> TRY IT:
Nothing other than an exact copy of the records should be returned.
[DATASET CONTENT — start]
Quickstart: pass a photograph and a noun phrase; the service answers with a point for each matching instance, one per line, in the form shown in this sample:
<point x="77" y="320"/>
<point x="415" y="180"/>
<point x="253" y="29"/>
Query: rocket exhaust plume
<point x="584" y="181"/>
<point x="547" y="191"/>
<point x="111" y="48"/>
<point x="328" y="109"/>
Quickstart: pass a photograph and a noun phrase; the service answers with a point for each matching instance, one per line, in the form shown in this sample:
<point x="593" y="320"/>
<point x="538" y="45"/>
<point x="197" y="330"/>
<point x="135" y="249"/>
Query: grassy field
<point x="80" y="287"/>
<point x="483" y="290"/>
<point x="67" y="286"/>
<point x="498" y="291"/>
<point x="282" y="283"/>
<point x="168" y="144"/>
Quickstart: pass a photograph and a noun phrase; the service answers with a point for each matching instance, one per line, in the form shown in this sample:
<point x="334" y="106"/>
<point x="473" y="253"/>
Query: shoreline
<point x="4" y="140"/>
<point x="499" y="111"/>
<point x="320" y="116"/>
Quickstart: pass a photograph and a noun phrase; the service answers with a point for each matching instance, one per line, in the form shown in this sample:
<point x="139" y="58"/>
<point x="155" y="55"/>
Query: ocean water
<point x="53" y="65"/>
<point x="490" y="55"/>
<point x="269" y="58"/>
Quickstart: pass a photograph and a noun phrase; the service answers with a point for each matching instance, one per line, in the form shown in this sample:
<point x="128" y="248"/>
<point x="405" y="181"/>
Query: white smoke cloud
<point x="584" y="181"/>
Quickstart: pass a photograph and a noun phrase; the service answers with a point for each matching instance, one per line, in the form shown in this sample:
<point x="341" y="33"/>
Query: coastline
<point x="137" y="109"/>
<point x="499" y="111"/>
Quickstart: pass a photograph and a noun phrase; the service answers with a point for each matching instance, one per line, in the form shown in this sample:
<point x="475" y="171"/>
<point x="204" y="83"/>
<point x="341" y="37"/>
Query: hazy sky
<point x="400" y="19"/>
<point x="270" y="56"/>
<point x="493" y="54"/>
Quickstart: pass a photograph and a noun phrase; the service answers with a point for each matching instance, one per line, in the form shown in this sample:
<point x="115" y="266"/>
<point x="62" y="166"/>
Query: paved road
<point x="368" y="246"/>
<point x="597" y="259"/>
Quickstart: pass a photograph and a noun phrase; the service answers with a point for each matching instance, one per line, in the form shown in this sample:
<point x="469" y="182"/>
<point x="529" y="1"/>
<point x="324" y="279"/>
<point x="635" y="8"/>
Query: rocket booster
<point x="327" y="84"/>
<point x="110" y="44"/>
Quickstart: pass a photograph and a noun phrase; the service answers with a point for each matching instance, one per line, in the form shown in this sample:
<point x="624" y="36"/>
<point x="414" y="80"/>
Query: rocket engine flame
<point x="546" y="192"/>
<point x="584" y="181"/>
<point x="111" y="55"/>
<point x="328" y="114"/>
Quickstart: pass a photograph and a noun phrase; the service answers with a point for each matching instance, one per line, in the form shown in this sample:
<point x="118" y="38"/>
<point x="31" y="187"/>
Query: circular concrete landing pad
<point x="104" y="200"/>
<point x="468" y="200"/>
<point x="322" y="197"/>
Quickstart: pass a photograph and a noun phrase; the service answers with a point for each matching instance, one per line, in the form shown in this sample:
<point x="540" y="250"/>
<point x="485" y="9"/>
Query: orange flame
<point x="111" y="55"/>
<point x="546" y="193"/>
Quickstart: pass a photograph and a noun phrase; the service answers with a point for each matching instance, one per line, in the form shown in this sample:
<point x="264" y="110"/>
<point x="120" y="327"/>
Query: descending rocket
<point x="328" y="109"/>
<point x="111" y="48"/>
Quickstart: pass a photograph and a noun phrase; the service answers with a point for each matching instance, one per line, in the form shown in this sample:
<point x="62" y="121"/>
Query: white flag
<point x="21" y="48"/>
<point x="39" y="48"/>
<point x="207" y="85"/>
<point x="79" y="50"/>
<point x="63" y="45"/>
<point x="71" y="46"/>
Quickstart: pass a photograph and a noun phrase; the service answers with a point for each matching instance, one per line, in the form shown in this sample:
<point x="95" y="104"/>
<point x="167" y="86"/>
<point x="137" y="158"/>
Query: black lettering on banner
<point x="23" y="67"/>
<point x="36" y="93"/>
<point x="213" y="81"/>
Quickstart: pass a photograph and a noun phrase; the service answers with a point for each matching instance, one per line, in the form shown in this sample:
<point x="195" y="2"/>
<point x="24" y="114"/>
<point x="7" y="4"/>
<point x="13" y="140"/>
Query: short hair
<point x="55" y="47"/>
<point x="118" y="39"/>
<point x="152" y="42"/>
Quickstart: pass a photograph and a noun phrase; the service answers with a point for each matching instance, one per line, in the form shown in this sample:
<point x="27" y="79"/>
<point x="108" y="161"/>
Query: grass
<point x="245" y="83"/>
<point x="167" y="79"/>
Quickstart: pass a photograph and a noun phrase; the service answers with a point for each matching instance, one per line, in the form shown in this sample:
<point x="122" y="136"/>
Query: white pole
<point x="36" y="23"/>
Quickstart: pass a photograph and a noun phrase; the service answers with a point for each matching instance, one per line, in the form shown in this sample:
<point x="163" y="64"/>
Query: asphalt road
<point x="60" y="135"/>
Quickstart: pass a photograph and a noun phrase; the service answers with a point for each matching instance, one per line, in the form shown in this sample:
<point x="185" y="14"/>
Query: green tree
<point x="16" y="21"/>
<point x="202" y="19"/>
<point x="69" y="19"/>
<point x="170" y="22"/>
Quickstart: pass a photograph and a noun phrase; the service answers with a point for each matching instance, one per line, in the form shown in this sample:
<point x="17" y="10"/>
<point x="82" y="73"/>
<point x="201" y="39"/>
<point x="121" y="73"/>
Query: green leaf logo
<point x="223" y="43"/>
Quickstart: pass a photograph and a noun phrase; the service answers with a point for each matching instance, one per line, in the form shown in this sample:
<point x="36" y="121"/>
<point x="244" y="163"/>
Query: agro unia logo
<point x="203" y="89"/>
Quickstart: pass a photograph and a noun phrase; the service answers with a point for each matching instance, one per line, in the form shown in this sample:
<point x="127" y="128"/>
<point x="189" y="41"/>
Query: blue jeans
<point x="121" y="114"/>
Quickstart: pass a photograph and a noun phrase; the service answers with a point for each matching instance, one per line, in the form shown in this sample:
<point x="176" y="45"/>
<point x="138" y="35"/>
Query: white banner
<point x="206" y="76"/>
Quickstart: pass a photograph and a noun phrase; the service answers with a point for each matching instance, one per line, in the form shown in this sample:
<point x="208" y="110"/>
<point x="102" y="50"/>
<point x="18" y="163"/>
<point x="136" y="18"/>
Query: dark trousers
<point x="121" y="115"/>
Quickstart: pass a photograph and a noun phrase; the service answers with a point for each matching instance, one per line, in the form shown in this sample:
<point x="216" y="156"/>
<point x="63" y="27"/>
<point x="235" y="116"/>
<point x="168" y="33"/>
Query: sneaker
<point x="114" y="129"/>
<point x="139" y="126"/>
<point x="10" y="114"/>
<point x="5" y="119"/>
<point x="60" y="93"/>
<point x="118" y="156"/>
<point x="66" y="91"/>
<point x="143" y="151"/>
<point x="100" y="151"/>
[DATASET CONTENT — finish]
> EXERCISE SOLUTION:
Quickstart: pass a photograph and a noun phrase; the service answers with a point for each matching instance, one per line, in the form shown in this sample:
<point x="77" y="320"/>
<point x="415" y="180"/>
<point x="253" y="29"/>
Query: rocket exhaust plume
<point x="584" y="181"/>
<point x="547" y="191"/>
<point x="111" y="48"/>
<point x="328" y="109"/>
Quickstart: pass a photograph and a noun phrase; the service answers with a point for each matching instance, one per line, in the form shown in this sample:
<point x="593" y="320"/>
<point x="538" y="45"/>
<point x="197" y="330"/>
<point x="135" y="249"/>
Query: grassy field
<point x="80" y="287"/>
<point x="483" y="290"/>
<point x="67" y="286"/>
<point x="498" y="291"/>
<point x="282" y="283"/>
<point x="168" y="144"/>
Quickstart: pass a photograph and a noun phrase; the service answers with a point for each matching instance, one per line, in the form shown in this sample:
<point x="334" y="106"/>
<point x="473" y="253"/>
Query: shoreline
<point x="4" y="140"/>
<point x="499" y="111"/>
<point x="320" y="116"/>
Quickstart: pass a photograph and a noun phrase; the service answers with a point for each matching instance, one per line, in the form shown in this sample:
<point x="139" y="58"/>
<point x="155" y="55"/>
Query: ocean water
<point x="53" y="65"/>
<point x="490" y="55"/>
<point x="269" y="58"/>
Quickstart: pass a photograph and a noun phrase; the service answers with a point for each matching instance, one per line, in the form shown in this sample:
<point x="128" y="248"/>
<point x="405" y="181"/>
Query: white smoke cloud
<point x="584" y="181"/>
Quickstart: pass a photograph and a noun phrase; the service answers with a point for each matching instance, one per line, in the form shown in this sample:
<point x="341" y="33"/>
Query: coastline
<point x="137" y="109"/>
<point x="499" y="111"/>
Quickstart: pass a photograph and a noun phrase; the service answers with a point for each matching instance, one per line, in the form shown in this sample:
<point x="475" y="171"/>
<point x="204" y="83"/>
<point x="341" y="37"/>
Query: hazy sky
<point x="400" y="19"/>
<point x="270" y="56"/>
<point x="493" y="54"/>
Quickstart: pass a photograph and a noun phrase; the service answers with a point for each matching instance, one per line, in the form shown in this sample:
<point x="115" y="266"/>
<point x="62" y="166"/>
Query: paved road
<point x="368" y="246"/>
<point x="597" y="259"/>
Quickstart: pass a photograph and a noun phrase; the service answers with a point for each matching instance, one per line, in the form shown in this sample:
<point x="469" y="182"/>
<point x="529" y="1"/>
<point x="324" y="279"/>
<point x="635" y="8"/>
Query: rocket booster
<point x="327" y="84"/>
<point x="110" y="44"/>
Quickstart: pass a photograph and a noun phrase; the service answers with a point for each matching instance, one per line, in the form shown in this sample:
<point x="624" y="36"/>
<point x="414" y="80"/>
Query: rocket engine flame
<point x="546" y="192"/>
<point x="584" y="181"/>
<point x="111" y="55"/>
<point x="328" y="114"/>
Quickstart: pass a photograph and a noun phrase; the service answers with a point for each matching instance, one per line, in the form shown in this sample:
<point x="118" y="38"/>
<point x="31" y="187"/>
Query: circular concrete landing pad
<point x="104" y="200"/>
<point x="468" y="200"/>
<point x="322" y="197"/>
Quickstart: pass a photograph and a noun phrase; the service answers with a point for each matching instance, one per line, in the form shown in this sample:
<point x="540" y="250"/>
<point x="485" y="9"/>
Query: orange flame
<point x="111" y="55"/>
<point x="546" y="193"/>
Quickstart: pass a photograph and a noun phrase; the service answers with a point for each matching instance, one per line, in the form shown in this sample:
<point x="264" y="110"/>
<point x="120" y="327"/>
Query: descending rocket
<point x="328" y="109"/>
<point x="111" y="48"/>
Quickstart: pass a photograph and a noun phrase; the service answers with a point for each matching instance, one per line, in the form shown in this sample:
<point x="62" y="121"/>
Query: white flag
<point x="21" y="48"/>
<point x="39" y="48"/>
<point x="207" y="85"/>
<point x="79" y="50"/>
<point x="63" y="45"/>
<point x="71" y="46"/>
Quickstart: pass a photograph and a noun phrase; the service answers with a point for each matching instance, one per line, in the form shown in this sample:
<point x="95" y="104"/>
<point x="167" y="86"/>
<point x="137" y="158"/>
Query: black lettering on banner
<point x="23" y="67"/>
<point x="36" y="93"/>
<point x="213" y="81"/>
Quickstart: pass a photograph and a noun phrase; the service answers with a point for each matching instance, one per line, in the form shown in this sample:
<point x="195" y="2"/>
<point x="24" y="114"/>
<point x="7" y="4"/>
<point x="13" y="140"/>
Query: short hair
<point x="55" y="47"/>
<point x="118" y="39"/>
<point x="152" y="42"/>
Quickstart: pass a photograph and a noun phrase; the service answers with a point for each matching instance, one per line, in the form shown in this sample:
<point x="27" y="79"/>
<point x="108" y="161"/>
Query: grass
<point x="245" y="83"/>
<point x="167" y="79"/>
Quickstart: pass a photograph and a noun phrase; the service answers with a point for each matching instance, one per line, in the form shown in this sample:
<point x="122" y="136"/>
Query: white pole
<point x="36" y="23"/>
Quickstart: pass a photograph and a noun phrase; the service answers with a point for each matching instance, one per line, in the form shown in this sample:
<point x="163" y="64"/>
Query: asphalt road
<point x="60" y="135"/>
Quickstart: pass a photograph and a noun phrase; the service answers with a point for each matching instance, one per line, in the form shown in this sample:
<point x="185" y="14"/>
Query: green tree
<point x="16" y="21"/>
<point x="202" y="19"/>
<point x="69" y="19"/>
<point x="170" y="22"/>
Quickstart: pass a photograph and a noun phrase; the service answers with a point for each matching instance, one per line, in the form shown in this sample:
<point x="17" y="10"/>
<point x="82" y="73"/>
<point x="201" y="39"/>
<point x="121" y="73"/>
Query: green leaf logo
<point x="223" y="43"/>
Quickstart: pass a photograph and a noun phrase; the service answers with a point for each matching instance, one per line, in the form shown in this sample:
<point x="36" y="121"/>
<point x="244" y="163"/>
Query: agro unia logo
<point x="203" y="89"/>
Quickstart: pass a photograph and a noun phrase; the service answers with a point for each matching instance, one per line, in the form shown in this sample:
<point x="127" y="128"/>
<point x="189" y="41"/>
Query: blue jeans
<point x="121" y="114"/>
Quickstart: pass a photograph and a noun phrase; the service answers with a point for each matching instance, one per line, in the form shown in this sample:
<point x="176" y="45"/>
<point x="138" y="35"/>
Query: white banner
<point x="206" y="76"/>
Quickstart: pass a photograph and a noun phrase; the service answers with a point for each matching instance, one per line, in the form shown in this sample:
<point x="208" y="110"/>
<point x="102" y="50"/>
<point x="18" y="163"/>
<point x="136" y="18"/>
Query: dark trousers
<point x="121" y="115"/>
Quickstart: pass a photograph and a noun phrase; the service answers with a point for each matching instance, one per line, in the form shown in this sample:
<point x="216" y="156"/>
<point x="63" y="27"/>
<point x="235" y="116"/>
<point x="168" y="33"/>
Query: sneaker
<point x="114" y="129"/>
<point x="139" y="126"/>
<point x="10" y="114"/>
<point x="5" y="119"/>
<point x="60" y="93"/>
<point x="118" y="156"/>
<point x="66" y="91"/>
<point x="143" y="151"/>
<point x="100" y="151"/>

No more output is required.